--- start STORED ROWS ---
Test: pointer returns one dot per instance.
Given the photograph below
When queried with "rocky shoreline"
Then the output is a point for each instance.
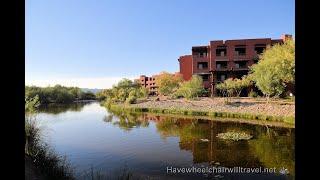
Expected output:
(237, 105)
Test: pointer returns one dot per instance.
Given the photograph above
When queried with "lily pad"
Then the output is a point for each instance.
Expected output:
(235, 136)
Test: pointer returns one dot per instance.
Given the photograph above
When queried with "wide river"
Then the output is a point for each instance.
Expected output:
(109, 145)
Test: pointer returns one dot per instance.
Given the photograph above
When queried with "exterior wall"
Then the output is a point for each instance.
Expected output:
(149, 83)
(237, 64)
(185, 63)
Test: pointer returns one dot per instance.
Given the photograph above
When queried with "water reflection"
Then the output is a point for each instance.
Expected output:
(92, 137)
(61, 108)
(270, 147)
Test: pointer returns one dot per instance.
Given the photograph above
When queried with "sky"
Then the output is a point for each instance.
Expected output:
(94, 44)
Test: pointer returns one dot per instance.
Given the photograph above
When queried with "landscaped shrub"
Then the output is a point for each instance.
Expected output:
(191, 89)
(253, 94)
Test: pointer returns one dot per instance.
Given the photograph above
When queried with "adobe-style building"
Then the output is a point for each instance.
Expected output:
(150, 82)
(224, 59)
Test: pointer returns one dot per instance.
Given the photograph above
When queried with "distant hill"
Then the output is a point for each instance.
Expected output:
(94, 91)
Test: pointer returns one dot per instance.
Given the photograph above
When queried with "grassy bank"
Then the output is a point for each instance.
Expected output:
(177, 111)
(42, 162)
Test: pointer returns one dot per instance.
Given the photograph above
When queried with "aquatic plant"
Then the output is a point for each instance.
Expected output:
(235, 136)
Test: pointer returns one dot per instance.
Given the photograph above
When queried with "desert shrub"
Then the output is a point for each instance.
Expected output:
(253, 94)
(191, 89)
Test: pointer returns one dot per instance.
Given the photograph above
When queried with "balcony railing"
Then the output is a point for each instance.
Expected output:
(223, 68)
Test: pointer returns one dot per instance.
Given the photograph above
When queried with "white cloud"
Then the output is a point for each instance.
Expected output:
(98, 82)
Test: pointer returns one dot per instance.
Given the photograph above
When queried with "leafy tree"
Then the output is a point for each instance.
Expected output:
(57, 94)
(275, 69)
(168, 83)
(192, 88)
(124, 91)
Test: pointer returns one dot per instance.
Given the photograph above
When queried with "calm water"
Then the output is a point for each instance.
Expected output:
(112, 143)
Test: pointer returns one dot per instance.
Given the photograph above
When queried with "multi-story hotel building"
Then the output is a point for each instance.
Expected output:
(224, 59)
(150, 82)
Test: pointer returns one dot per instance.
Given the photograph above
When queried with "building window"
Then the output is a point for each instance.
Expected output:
(205, 77)
(221, 51)
(221, 65)
(221, 77)
(202, 65)
(240, 50)
(259, 48)
(241, 64)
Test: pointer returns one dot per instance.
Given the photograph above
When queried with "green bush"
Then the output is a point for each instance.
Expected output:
(253, 94)
(191, 89)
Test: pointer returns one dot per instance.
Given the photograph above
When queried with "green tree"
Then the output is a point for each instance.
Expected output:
(192, 88)
(168, 83)
(275, 69)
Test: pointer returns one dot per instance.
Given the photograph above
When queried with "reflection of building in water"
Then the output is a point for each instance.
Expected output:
(229, 154)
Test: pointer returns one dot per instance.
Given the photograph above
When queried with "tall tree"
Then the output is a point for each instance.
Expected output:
(275, 69)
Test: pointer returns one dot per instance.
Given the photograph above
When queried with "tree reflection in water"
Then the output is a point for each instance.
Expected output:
(270, 147)
(61, 108)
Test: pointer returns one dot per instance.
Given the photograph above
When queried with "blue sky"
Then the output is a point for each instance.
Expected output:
(93, 44)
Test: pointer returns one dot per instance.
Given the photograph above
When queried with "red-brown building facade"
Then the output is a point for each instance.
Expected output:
(224, 59)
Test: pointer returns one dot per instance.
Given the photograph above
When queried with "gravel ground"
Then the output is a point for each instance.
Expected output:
(240, 105)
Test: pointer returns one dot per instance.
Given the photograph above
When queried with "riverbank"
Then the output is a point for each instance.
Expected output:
(238, 108)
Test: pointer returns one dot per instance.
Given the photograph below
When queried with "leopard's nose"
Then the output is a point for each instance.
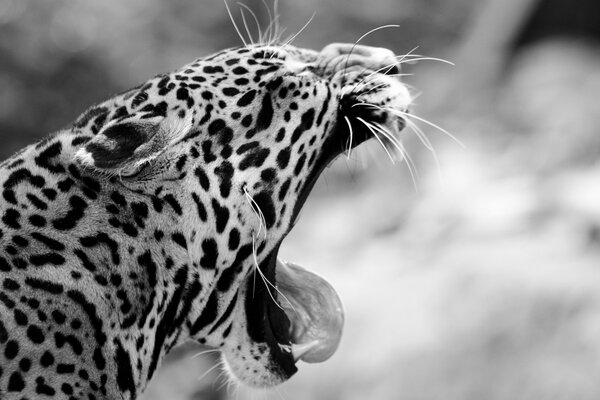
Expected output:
(345, 55)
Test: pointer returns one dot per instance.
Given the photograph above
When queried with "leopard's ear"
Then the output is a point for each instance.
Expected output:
(124, 147)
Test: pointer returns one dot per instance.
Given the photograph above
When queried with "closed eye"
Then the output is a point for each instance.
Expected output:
(269, 54)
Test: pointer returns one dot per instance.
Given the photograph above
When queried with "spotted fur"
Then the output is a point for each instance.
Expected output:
(137, 228)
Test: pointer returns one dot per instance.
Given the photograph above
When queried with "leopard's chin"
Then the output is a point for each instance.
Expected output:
(314, 310)
(297, 313)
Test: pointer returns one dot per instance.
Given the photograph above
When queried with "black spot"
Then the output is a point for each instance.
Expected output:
(170, 199)
(268, 174)
(41, 284)
(300, 164)
(209, 313)
(11, 218)
(210, 253)
(202, 178)
(199, 207)
(15, 382)
(230, 91)
(209, 156)
(254, 158)
(227, 277)
(48, 242)
(47, 359)
(20, 317)
(65, 368)
(3, 333)
(76, 213)
(246, 98)
(306, 122)
(42, 388)
(284, 189)
(283, 158)
(247, 121)
(149, 266)
(224, 172)
(210, 69)
(179, 239)
(182, 94)
(234, 239)
(221, 214)
(265, 115)
(43, 159)
(125, 379)
(47, 258)
(35, 334)
(11, 350)
(89, 115)
(11, 284)
(246, 146)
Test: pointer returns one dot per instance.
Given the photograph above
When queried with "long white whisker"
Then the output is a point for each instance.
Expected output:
(266, 281)
(361, 38)
(351, 136)
(208, 371)
(408, 60)
(268, 12)
(409, 115)
(234, 24)
(299, 32)
(377, 137)
(256, 22)
(250, 37)
(365, 80)
(261, 217)
(412, 168)
(205, 352)
(425, 140)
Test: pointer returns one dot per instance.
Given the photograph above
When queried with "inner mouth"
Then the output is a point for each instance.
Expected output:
(302, 319)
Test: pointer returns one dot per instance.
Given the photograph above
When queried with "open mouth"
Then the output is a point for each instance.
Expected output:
(300, 316)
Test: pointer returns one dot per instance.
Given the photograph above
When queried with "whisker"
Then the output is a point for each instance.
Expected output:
(410, 164)
(208, 371)
(298, 33)
(377, 137)
(256, 22)
(409, 60)
(384, 67)
(266, 281)
(351, 135)
(361, 38)
(261, 217)
(205, 352)
(268, 11)
(409, 115)
(250, 37)
(234, 24)
(427, 143)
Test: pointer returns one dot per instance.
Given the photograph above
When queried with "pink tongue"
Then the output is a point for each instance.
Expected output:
(313, 308)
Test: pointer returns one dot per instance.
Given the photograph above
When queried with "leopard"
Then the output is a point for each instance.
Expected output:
(157, 216)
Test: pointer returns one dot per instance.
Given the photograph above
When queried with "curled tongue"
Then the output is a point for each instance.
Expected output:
(314, 310)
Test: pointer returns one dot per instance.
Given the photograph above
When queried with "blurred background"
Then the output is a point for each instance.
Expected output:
(479, 281)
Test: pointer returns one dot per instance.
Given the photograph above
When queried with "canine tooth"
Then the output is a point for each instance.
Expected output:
(299, 350)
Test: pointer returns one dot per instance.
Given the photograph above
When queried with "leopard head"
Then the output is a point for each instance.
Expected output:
(239, 139)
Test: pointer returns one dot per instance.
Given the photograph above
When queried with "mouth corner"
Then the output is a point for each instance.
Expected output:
(297, 313)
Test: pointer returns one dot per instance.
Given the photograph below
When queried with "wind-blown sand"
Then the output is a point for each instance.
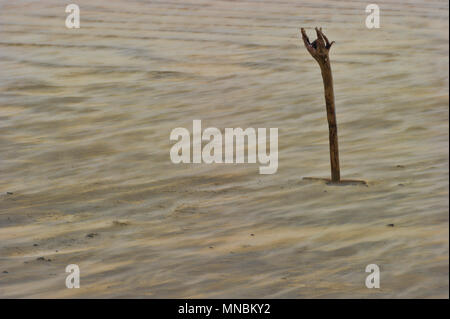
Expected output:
(85, 119)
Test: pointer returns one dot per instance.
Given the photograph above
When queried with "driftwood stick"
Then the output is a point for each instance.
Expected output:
(319, 50)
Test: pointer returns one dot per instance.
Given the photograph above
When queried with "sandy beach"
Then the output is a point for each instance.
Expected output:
(86, 176)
--- end STORED ROWS ---
*WRITTEN REQUEST*: List every line in the records above that contains the string "reflection".

*RESPONSE TO THIS TASK*:
When queried with "water reflection"
When queried with "reflection of building in water"
When queried with "tree reflection in water"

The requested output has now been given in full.